[Material for this exercise]

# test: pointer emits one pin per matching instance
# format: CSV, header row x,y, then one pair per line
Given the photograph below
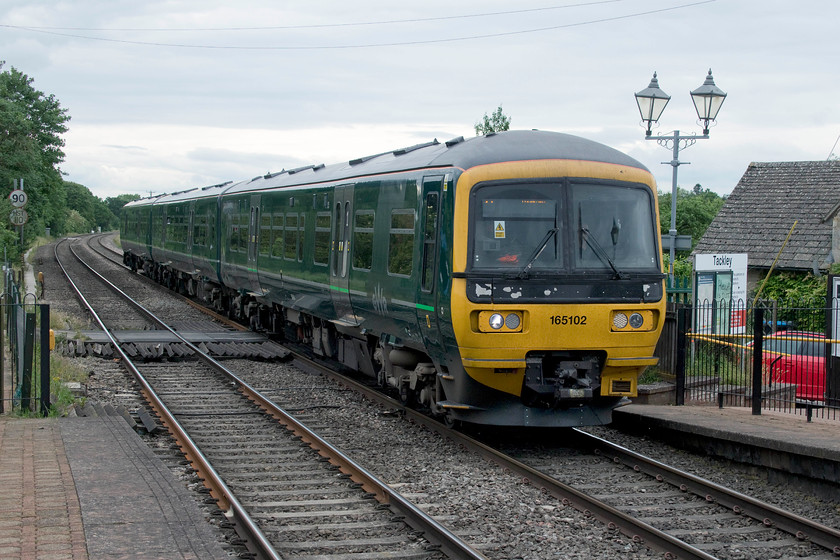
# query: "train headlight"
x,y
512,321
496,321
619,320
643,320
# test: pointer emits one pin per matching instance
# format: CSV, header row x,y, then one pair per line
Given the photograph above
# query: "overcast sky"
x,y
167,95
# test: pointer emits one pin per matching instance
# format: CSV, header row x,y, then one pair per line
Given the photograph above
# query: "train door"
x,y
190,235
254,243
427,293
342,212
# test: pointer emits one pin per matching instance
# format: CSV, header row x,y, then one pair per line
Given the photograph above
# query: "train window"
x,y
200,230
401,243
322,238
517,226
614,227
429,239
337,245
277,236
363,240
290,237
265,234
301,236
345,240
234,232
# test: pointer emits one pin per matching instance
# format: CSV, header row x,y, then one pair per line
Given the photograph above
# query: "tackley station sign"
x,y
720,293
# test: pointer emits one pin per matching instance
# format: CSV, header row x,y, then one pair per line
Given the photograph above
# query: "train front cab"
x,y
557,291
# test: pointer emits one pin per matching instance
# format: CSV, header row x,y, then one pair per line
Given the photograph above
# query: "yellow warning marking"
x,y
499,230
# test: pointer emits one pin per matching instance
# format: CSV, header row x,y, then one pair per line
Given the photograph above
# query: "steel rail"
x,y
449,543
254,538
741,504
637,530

[/Material for this exercise]

▸ Work instructions:
Set down the full listing above with its wording unchanged. Leave out its images.

▸ Answer to the exercise:
# test: pointer emits one pin per matching instance
# format: CSV, header row x,y, then one pair per line
Given the photograph below
# query: "train headlight"
x,y
512,321
496,321
619,320
643,320
# test: pointer emits one pin per matching instance
# format: CSV, header row x,y, then one pair per line
Given the photograph above
# query: "overcast sky"
x,y
167,95
# test: pointer emits one pin per matching instance
# format: CSV, header row x,y, then one pair per line
Given the photograph above
# query: "train door"
x,y
190,235
254,243
427,293
342,212
# test: pointer emits one pin per matching instance
# format: CSV, header row x,y, then one pair per line
Given the photograph above
# query: "train window"
x,y
200,230
401,243
322,238
517,226
614,227
429,239
337,245
277,236
363,240
290,237
265,234
301,236
345,240
234,232
# test: pointer emits one pin per matching instance
# format: CSV, header row x,y, then one pair per line
Given the photograph above
# query: "tackley station sign"
x,y
720,293
# test: pointer emits one pin per matching instance
# format: CSV, header row x,y, then one pair per line
Given the photograph above
# query: "train front cab"
x,y
557,291
# test: pointer emits one pin per matching instance
# format: CSV, header row x,y, then one pair per line
Given the photograph above
# query: "yellow warning marking"
x,y
499,230
# test: pointer emits one pin per matching instance
# format: CSV, header row x,y, then one pair per line
Given the photograph above
# query: "steel rail"
x,y
449,543
254,538
741,504
637,530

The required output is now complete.